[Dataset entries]
□ □ □ □ □
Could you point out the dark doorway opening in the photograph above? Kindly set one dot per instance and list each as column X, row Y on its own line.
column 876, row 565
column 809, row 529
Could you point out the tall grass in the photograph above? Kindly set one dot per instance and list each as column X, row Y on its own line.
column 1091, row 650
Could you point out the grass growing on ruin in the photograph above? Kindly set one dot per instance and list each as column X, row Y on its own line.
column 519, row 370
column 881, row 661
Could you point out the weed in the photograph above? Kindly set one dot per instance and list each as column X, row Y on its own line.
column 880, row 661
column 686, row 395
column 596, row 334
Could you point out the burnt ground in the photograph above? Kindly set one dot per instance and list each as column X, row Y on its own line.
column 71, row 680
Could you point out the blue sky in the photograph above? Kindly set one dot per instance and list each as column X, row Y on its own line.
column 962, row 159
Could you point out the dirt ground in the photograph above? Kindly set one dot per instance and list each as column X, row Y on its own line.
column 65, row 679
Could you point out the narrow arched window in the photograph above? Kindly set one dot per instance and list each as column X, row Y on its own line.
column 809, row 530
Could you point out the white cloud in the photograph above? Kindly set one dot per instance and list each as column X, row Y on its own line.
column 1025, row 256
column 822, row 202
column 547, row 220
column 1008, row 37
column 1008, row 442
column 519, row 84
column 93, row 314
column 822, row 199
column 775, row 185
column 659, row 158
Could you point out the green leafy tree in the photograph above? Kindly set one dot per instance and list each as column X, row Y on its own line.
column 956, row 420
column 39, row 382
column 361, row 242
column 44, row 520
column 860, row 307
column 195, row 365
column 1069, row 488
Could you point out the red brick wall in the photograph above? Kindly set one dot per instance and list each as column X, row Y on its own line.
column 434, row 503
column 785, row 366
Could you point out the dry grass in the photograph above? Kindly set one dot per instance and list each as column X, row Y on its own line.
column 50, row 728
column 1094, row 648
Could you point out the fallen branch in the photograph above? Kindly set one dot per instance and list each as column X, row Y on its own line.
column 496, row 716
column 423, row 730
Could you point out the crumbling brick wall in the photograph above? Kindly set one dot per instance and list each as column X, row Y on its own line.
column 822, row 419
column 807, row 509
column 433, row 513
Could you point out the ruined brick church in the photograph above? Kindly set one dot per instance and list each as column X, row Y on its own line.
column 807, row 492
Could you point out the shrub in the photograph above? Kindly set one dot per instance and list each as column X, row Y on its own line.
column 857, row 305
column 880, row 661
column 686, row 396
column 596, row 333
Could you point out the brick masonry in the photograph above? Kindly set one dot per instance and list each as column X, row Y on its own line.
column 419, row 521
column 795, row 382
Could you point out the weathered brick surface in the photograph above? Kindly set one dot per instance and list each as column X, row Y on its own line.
□ □ □ □ □
Reproduce the data shown above in its entirety, keeping each word as it is.

Could you point out the dark doorway opening in the photograph above? Kindly set one dot per instance and list each as column X, row Y on its own line.
column 876, row 565
column 809, row 529
Could you point out the tall grass in the photograph above? Kindly set one dot per instance and list each as column X, row Y on its own line.
column 1091, row 650
Could you point out the grass growing on ruin in the photograph above? Kindly set one dot per instance and list each as column X, row Y on its own line.
column 519, row 370
column 881, row 661
Could you point out the weed in the photograph above? Kindly set one dot per instance and list each as column X, row Y on its own line.
column 880, row 661
column 686, row 395
column 596, row 334
Could you point out the burnt ground in the photograph above? Kindly set one dot per instance and list each as column X, row Y on its own line.
column 71, row 680
Could you point out the blue sky in the photograph above? Kindly set one dot per instance and list each as column X, row Y on its own line.
column 962, row 159
Could you point out the dirt ground in the photograph above? Kindly set one dot per instance and list each as column X, row Y on its own line.
column 65, row 679
Could you point out the narrow arched window in the photograph above? Kindly set one dot per instance and list each as column X, row Y on its own line.
column 809, row 530
Could you point out the white cloud in the photograph above? Kindly set one dot per instance and list each as column X, row Y on its own line.
column 1025, row 256
column 822, row 202
column 547, row 220
column 1008, row 37
column 1008, row 442
column 519, row 84
column 93, row 314
column 822, row 199
column 775, row 185
column 659, row 158
Could you point out the green leafy tree in the photograph above? Kindly set one dot per instance and list each as column X, row Y on its own line.
column 956, row 420
column 39, row 382
column 361, row 242
column 44, row 520
column 860, row 307
column 195, row 365
column 1069, row 488
Could you point out the red brick wall in the photograph above? Kindly set one dot per instance and list each as column X, row Y on its own line.
column 434, row 503
column 785, row 366
Could you point out the dry grass in the photograph above? Kindly set one dot per instance and list each as column X, row Y on its own line.
column 50, row 728
column 1094, row 648
Could you point out the fallen branch in the photograph above? Kindly set one dot per instance and list each as column X, row Y on its own line.
column 496, row 716
column 423, row 730
Could you point out the crumbling brick wall in the photograph above? Kindly set one dot per instance and list each as column X, row Y on its own line.
column 822, row 419
column 807, row 509
column 433, row 513
Could you point out the ruined brick church in the photograph above? Kindly set one dot per instance and list each as column X, row Y on its own line.
column 807, row 492
Could you point out the shrub in the photograph above? Kindly set one dot per instance and list each as column X, row Y on its own line.
column 857, row 305
column 880, row 661
column 686, row 396
column 596, row 333
Could you point out the brick masonry in the photograph above? Kindly set one dot per instance and list each as column X, row Y on its own line.
column 419, row 521
column 795, row 382
Could you point out the weathered brick surface in the photograph above? Kindly set one dot per instance and list each as column X, row Y on its own line.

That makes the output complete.